**Text block**:
I reach up a wee bit higher, first with one hand, then the other, clinging to the round, gritty surface. My arms spread out and fingers grasp tight. Inch by inch I scale the rock until I reach a small scooped-out hollow carved by wind and rain. I wiggle into the little nook, then turn and peer carefully over the edge to see how high I have climbed. Cautiously I creep up a few more steps until I stand on top of a giant boulder. It is like a gray stone fortress, standing guard over the arroyo stretching beneath me.

My grandparents called this place Bear Gulch. Located in southern Colorado, this gully-ridden, jagged mountainside was dotted with straggly cedar trees that struggled to stay alive.  Covered with smooth rocks, sharp-edged rocks, little rocks and big rocks, it was a place where big black bears and little brown bears once roamed, built their homes, and hid their young.

From where I sat on the rock, I could see below, first curving south, then back west, the dusty, narrow road as it meandered up to where my grandparents’ home sat tucked against the mountainside. Weathered and gray-brown, the hewn stone house blended in with the rocky hillside as if it had rolled in on the same prehistoric tidal wave. Sometimes I wondered if Grandpa carved his house out of one of those boulders.

Grandpa was a round, not-too-tall man, always with a sweat-stained, gray felt hat snug on his head, his boots scuffed and run over at the heel. He raised goats, probably the only food-producing livestock that could survive on this barren hillside. North of my perch, I saw his goat pen, pebble-strewn with straggly wire and fence posts a bit out of line. There, two goats stood munching on prickly pear cactus and tough, stunted scrub cedar trees.

Grandma was a slow-moving, soft-voiced woman, her graying hair bundled back in a knot and an apron covering her dress. She raised children. Eight of them. Five boys and three girls that now all had families of their own. Every August the family pilgrimage to Bear Gulch brought aunts, uncles and cousins to Grandpa and Grandma’s home. At night, the living room floor of the old house became a nursery of angelic faces snuggled down in patchwork quilts.

**Data rows**:
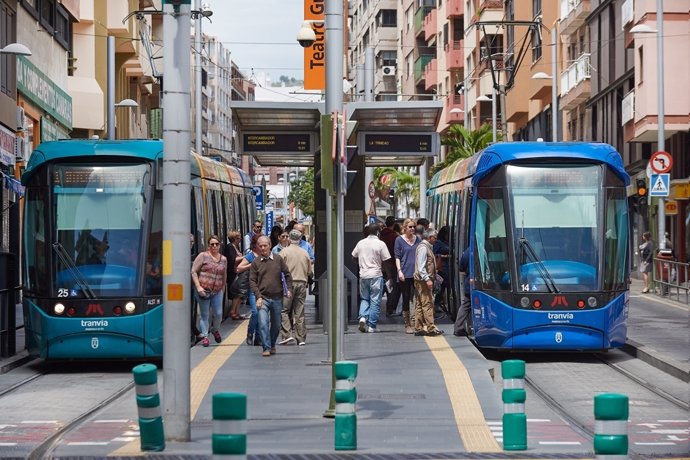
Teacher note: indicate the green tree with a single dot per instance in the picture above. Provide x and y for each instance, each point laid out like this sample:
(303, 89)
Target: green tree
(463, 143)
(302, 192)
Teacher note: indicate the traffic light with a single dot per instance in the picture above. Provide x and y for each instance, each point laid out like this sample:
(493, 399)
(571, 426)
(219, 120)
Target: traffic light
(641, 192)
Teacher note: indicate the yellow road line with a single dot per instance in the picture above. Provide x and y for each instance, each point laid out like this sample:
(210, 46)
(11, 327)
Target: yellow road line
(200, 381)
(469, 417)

--

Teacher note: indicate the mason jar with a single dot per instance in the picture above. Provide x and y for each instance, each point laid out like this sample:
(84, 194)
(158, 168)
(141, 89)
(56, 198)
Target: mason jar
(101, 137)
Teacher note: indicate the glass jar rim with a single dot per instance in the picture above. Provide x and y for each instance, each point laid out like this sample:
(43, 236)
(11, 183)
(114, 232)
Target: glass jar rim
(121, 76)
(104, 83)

--

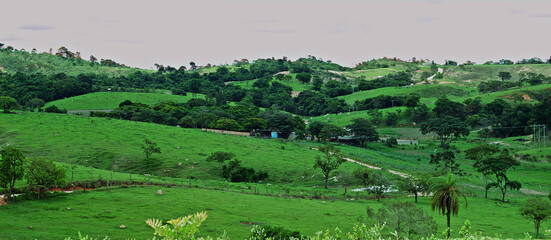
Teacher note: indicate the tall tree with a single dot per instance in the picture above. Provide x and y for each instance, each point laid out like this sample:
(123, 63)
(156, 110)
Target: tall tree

**Problem to work on**: According to the text about Bear Gulch, how many children did Grandma raise, and how many of each were boys and girls?

**Complete answer**: Eight children: five boys and three girls.